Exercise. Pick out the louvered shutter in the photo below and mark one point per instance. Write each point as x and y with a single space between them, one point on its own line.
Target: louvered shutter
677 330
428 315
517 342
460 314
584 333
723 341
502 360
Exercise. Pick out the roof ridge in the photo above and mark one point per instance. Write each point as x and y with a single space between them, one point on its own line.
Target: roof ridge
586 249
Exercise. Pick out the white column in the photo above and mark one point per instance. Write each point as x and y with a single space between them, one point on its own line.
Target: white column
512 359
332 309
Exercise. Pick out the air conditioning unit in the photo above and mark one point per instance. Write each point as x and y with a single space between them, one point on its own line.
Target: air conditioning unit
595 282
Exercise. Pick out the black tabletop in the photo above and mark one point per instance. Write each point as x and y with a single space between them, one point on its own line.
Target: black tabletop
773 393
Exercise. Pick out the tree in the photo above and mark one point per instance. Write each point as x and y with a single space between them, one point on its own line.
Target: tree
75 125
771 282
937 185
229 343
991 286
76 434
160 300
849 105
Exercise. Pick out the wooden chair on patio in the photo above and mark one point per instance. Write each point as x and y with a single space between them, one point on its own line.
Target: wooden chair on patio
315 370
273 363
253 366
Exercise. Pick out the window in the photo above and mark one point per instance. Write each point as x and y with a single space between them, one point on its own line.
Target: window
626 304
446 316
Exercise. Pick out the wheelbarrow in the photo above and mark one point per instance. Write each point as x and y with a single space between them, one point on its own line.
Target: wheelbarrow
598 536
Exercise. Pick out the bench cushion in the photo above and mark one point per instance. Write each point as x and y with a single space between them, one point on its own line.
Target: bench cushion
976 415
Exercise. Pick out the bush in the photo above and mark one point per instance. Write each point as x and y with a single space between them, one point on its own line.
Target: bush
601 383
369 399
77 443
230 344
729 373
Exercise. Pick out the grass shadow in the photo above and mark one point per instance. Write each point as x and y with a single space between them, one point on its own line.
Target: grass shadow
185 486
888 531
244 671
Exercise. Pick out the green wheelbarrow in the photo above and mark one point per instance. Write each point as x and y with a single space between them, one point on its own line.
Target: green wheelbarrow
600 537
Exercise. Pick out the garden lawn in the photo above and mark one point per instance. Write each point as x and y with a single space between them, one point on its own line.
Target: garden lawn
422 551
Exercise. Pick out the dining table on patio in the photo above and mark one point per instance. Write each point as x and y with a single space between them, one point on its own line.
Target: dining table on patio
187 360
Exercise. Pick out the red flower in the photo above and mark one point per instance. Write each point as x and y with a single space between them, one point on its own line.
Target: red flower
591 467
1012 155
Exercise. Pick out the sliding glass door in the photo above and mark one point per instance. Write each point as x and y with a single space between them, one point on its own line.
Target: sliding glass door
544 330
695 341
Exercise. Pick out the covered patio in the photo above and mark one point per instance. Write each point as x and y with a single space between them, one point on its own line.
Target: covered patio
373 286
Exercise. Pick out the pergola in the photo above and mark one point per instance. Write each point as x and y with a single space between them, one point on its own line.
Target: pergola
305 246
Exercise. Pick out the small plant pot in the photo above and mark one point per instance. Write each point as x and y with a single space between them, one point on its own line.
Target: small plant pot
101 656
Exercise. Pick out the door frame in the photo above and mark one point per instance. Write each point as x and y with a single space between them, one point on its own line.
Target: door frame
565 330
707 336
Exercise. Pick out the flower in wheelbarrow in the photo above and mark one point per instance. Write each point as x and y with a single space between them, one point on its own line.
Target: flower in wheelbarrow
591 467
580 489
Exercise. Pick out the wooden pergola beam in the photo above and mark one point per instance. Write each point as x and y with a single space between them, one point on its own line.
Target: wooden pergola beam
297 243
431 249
########################################
→ **Task**
Set down the records again in full. Match them exactly.

→ **Response area**
Exercise. Pick out the louvered shutter in the photo below and mark one point per instance. Write each point as x and y with a single space between them, one point on its own line.
Target: louvered shutter
677 330
428 315
517 342
460 314
584 333
723 341
502 360
Exercise. Pick out the roof ridge in the photo above and mark one point per instance. Write each point as x and y with a single space between them, one point on its own line.
Target: roof ridge
586 249
Exercise. Pick out the white column in the photo above and mark one point per instance. Write each point as x and y with a single space between them, one point on its own line.
Target: white column
512 359
332 309
Exercise. Pick out the air conditioning unit in the photo above and mark one point per instance. Write each point as x and y with a single space between them, one point on its own line.
Target: air conditioning unit
595 282
Exercise. Pick out the black tabletop in the photo above and mark one point per instance. Write each point as x and y with a single space between them, one point on its own line.
Target: black tabletop
773 393
Exercise. Pick out the tree in the photo above and mark one point per instance. Write each point as x and y with a single space between them, one point on its own line.
Target: tree
75 125
771 282
937 185
229 343
991 286
76 434
160 300
849 105
Exercise. Pick out the wooden chair on patio in the photo above and mark one point per instance. Write each point as x and y with a single space between them, one point on its own line.
Target: wooden chair on patio
315 370
273 363
253 366
Exercise. Pick out the window in the photo above and mark one point per instance. Write each point as x and y with a single space between them, one point on its own line.
Target: window
626 304
446 316
Exercise. Pick out the wheelbarrow in the photo above and mark one point per instance. Write each point as x and y with a single space between them, one point on its own line.
Target: wheelbarrow
598 536
Exercise. Pick out the bench cushion in the photo above and mark one point per instance. Write each point as x and y with a single space between them, one point on its own line.
Target: bench cushion
976 415
Exercise. Pick out the bush in the photo above and mark one point per instance. Write each point as x and y with a single space between them, one point on its own line.
Target: bush
601 383
369 399
77 443
230 344
729 373
Exercise. Pick out the grass shadow in the photo above and mark one point per instance. Write each point as x and y with a single space between them, one point on its own line.
Target: grass shadow
185 486
888 531
244 671
Exercise. Pick out the green wheelbarrow in the photo above and mark one point per instance. Write each point as x and y with a single space between them, one point on its own line.
Target: green wheelbarrow
600 537
Exercise. Pick out the garden lawn in the photo above and mark one point per instance. Write each point as x and y with a single space between them, one point on its own line.
Target: garden lawn
422 551
Exercise. Pick out the dining table on patio in the photo above and mark one point per instance. Write each point as x and y with a single space between them, one point on its own line.
Target: dining table on patio
187 360
Exercise. Pick out the red flower in the photo above and mark one point per instance. Write each point as x and y with a single space between them, one point on its own line.
Target: red flower
591 467
1012 155
Exercise. Pick out the sliding glass door in the photo above and mark one point per instance. Write each point as x and y with a single space between them, one point on its own line.
Target: sliding glass door
544 330
695 341
Exercise. Pick out the covered patio in the photo above and mark one point per instance. Write each point as x and y with a single space between them, one point on its own line.
Target: covered patio
373 286
Exercise. Pick out the pergola in the photo above and mark one point per instance. Write each point as x and y with a single space between them, one point on its own line.
Target: pergola
305 246
Exercise. Pick out the small plant pot in the photo above and mark one point per instance. Write each point as x and y with a single space between them, one point on its own line.
Target: small plant pot
101 656
Exercise. Pick out the door frame in the photo above and mark one point per instance. Write each point as x and y with a single space between them, one point on its own line.
Target: door frame
565 330
707 336
Exercise. Pick out the flower in wheelbarrow in the photo above and mark one point per instance. Write each point as x and y with a single space between them, one point on its own line.
Target: flower in wheelbarrow
591 467
580 489
Exercise. Pick out the wooden pergola beam in the photo above and mark one point per instance. Write each point as x and y with a single space between them, one point on its own line.
Target: wooden pergola beam
297 243
431 249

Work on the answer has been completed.